Please return, word for word, the passage of the PayPal forum thread starting with "Lately a number" and going on through "quantumcloud509 (Nov 24, 2013)".

** Start of SOURCE TEXT **

# PayPal



## cord_steele (Nov 24, 2013)

Though I'm fairly newly registered here, I've been watching this and other knife forums for years. I've noticed lately in the B/S/T Forum that sellers are increasingly asking for PayPal Gift or add 3% (or 3.5%, etc.). This has been going on for a while at other knife forums, but it seems more recent here, and it's very discouraging. If the seller is the one getting the money, the seller should be the one paying the fees, in my opinion.

Furthermore, it's against the PayPal Terms of Service to ask for gift payment or add surcharges. Here are some quotes from PayPal's Terms of Service (TOS), which everyone who uses PayPal must agree to:

4.1 Receiving Personal Payments. If you are selling goods or services, you may not ask the buyer to send you a Personal (Gift) Payment for the purchase. If you do so, PayPal may remove your ability to accept Personal Payments.

4.6 No Surcharges. You agree that you will not impose a surcharge or any other fee for accepting PayPal as a payment method. 

Lately a number of sellers at Blade Forums are trying to get around this by saying something like "Price is $400, net to me." Same thing. If I use PayPal, I'm supposed to send him $415 or whatever.

Only a few are doing this at KKF so far, but it seems to be growing, and that's sad.


----------



## quantumcloud509 (Nov 24, 2013)

Sorry buddy. It is what it is. Im not a fan of paypal charging anyone 3% and typically sell my knives 10% cheaper than anyone else and pay for shipping as it is. I think everyone here is pretty fair with pricing man. My two cents.


----------



## AFKitchenknivesguy (Nov 24, 2013)

Actually, I'm with you OP. When I sell I include it in the price. What really gets me is I see people asking for up to 4% for paypal fees. Last I checked it was 2.9% plus .30 per transaction. I pretty much write off the 4%'ers as "never do business with". Seems like nickel and diming to me, and I'm getting too old to deal with the BS.


----------



## panda (Nov 24, 2013)

hate nickel & dime baggers!


----------



## apicius9 (Nov 24, 2013)

I also agree. The way I see it, the US banking system is about 20 years behind the rest of the civilized world when it comes to electronic bank transfers, and the Paypal fees are what we have to pay for the convenience of immediate service. Not that I am happy about it, but I have learned to accept it. I use Paypal quite often and for my own little transactions I need it as a option, so I normally discourage people from using the 'gift' option and would never ask for it myself - unless it actually were something like that. Just raise the asking price by a few $$, and screwing others on shipping and financial costs will not endear you to anybody.

Stefan


----------



## chinacats (Nov 24, 2013)

** End of SOURCE TEXT **
** Start of GIVEN ENTRIES **

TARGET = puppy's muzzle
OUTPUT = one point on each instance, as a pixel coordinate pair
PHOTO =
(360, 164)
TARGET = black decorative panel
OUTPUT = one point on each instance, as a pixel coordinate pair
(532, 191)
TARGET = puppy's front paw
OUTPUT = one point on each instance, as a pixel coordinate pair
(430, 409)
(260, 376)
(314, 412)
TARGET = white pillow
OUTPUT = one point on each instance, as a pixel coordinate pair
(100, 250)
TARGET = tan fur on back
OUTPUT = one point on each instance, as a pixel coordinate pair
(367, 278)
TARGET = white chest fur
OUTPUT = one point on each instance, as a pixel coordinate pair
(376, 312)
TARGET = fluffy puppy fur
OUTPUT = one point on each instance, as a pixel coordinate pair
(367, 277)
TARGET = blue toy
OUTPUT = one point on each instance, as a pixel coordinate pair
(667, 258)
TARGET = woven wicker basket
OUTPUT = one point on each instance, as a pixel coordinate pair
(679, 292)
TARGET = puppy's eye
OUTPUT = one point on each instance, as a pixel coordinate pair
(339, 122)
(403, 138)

** End of GIVEN ENTRIES **

= SOLUTION TO THE EXERCISE =
Lately a number of sellers at Blade Forums are trying to get around this by saying something like "Price is $400, net to me." Same thing. If I use PayPal, I'm supposed to send him $415 or whatever.

Only a few are doing this at KKF so far, but it seems to be growing, and that's sad.


----------



## quantumcloud509 (Nov 24, 2013)